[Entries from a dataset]

+ + + +

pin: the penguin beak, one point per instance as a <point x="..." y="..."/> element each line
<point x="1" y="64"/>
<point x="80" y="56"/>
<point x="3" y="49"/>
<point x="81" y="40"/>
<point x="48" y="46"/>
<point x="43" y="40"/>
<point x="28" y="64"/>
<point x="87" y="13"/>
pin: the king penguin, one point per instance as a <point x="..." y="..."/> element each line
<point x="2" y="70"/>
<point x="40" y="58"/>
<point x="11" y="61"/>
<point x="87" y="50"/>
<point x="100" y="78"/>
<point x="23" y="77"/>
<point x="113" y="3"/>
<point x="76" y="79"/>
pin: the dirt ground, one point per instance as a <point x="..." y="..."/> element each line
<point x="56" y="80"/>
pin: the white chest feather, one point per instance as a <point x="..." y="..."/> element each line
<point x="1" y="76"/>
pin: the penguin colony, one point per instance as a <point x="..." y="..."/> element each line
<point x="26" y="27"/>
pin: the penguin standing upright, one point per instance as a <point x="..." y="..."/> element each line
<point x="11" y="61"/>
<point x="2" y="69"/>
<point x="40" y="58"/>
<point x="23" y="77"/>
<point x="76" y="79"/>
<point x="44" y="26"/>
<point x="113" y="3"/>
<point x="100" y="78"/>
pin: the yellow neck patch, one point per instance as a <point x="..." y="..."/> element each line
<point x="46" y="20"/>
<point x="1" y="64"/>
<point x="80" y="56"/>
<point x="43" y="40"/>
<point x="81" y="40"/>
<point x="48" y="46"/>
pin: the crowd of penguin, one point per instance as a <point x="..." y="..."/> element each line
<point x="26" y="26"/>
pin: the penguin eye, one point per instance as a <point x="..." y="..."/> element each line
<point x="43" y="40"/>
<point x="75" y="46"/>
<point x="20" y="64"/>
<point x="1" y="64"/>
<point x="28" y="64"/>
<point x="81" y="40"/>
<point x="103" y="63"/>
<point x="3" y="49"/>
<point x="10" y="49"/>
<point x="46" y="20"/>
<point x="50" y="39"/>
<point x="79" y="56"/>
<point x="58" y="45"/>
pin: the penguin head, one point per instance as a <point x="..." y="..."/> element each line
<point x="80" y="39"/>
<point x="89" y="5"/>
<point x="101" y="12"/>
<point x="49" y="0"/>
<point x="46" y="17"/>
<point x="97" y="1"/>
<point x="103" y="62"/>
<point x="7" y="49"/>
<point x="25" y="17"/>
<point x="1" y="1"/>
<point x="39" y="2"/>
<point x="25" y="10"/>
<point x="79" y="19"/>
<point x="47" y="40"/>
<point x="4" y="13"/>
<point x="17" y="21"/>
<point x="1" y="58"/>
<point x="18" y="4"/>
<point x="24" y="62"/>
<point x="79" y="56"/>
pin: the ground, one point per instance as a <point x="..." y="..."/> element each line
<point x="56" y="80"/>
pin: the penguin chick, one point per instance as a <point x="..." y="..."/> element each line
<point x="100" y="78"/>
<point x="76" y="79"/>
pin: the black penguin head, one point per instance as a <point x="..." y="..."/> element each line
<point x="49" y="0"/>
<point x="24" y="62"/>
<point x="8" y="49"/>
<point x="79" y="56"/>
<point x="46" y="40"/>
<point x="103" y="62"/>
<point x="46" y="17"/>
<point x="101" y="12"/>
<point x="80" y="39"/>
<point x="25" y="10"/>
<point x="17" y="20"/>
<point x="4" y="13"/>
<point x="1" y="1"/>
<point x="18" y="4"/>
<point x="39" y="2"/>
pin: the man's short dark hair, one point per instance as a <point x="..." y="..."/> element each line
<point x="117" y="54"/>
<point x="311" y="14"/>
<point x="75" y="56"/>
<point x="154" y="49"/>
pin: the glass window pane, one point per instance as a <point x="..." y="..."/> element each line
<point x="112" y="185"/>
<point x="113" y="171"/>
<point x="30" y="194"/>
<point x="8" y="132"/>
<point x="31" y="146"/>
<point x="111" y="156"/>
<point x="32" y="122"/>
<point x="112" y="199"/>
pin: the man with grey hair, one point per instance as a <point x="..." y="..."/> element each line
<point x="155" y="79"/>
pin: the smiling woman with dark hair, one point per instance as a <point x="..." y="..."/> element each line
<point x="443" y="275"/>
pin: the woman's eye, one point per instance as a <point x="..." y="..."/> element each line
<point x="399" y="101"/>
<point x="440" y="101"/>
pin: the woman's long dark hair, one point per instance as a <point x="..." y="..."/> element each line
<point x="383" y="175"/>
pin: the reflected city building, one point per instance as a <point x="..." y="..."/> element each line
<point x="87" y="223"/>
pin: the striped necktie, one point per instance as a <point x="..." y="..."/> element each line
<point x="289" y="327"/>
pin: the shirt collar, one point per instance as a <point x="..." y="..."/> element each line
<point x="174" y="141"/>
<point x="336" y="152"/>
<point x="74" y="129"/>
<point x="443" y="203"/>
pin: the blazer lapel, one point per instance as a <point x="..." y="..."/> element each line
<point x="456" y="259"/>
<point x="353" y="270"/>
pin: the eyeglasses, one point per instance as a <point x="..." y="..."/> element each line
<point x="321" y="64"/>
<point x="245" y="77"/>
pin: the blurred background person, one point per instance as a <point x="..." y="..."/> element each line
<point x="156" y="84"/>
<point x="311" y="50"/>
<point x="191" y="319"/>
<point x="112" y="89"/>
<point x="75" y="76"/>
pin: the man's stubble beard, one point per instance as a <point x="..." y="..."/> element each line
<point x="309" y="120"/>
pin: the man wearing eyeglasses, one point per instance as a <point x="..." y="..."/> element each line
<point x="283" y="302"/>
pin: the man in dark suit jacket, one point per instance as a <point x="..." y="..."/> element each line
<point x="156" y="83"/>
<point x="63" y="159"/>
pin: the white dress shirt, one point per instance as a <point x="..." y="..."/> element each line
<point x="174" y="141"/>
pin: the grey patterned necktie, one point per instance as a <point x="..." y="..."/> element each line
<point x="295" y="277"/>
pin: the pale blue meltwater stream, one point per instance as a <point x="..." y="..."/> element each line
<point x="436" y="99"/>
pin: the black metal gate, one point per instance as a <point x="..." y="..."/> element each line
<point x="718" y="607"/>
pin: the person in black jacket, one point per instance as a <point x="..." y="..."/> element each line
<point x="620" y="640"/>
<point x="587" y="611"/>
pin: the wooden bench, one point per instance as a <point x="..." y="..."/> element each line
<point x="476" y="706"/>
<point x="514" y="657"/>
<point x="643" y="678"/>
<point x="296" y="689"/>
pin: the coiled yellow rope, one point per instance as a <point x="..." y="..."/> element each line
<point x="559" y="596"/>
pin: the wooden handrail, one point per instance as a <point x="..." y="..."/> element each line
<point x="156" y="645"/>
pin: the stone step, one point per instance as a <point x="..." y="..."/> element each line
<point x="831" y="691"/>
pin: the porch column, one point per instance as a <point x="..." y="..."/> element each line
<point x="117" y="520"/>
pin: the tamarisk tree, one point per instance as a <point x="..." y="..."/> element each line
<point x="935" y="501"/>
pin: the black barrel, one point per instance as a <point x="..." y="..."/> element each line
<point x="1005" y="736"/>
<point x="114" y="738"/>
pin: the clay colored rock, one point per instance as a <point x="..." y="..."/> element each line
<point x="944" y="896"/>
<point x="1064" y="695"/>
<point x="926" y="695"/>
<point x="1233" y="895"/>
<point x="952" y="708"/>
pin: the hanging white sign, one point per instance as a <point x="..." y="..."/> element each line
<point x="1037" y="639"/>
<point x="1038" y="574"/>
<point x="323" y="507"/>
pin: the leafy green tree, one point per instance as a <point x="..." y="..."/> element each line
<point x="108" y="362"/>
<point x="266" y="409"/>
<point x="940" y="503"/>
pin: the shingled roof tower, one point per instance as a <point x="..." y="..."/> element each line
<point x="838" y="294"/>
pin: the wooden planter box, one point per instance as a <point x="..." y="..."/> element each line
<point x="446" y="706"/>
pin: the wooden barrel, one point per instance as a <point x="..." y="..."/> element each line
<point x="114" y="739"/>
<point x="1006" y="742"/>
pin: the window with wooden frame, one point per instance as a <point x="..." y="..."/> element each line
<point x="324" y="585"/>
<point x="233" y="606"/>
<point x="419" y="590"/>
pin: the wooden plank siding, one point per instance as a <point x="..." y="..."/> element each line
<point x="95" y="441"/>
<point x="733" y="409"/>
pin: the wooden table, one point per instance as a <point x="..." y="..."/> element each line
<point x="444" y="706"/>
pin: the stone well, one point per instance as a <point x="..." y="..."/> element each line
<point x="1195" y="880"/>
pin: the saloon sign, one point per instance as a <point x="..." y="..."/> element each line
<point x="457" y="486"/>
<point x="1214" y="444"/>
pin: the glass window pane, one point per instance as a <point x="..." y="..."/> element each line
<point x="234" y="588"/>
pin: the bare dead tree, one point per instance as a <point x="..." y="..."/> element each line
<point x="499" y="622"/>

+ + + +

| Work to do |
Can you rewrite every line from the one containing "pin: the bare" down to the end of the rows, requests included, with each x and y coordinate in the answers multiplied by 2.25 and rounded to a whole number, halves rounding up?

| Exercise solution |
pin: the bare dead tree, one point per instance as a <point x="..." y="..."/> element each line
<point x="1123" y="1400"/>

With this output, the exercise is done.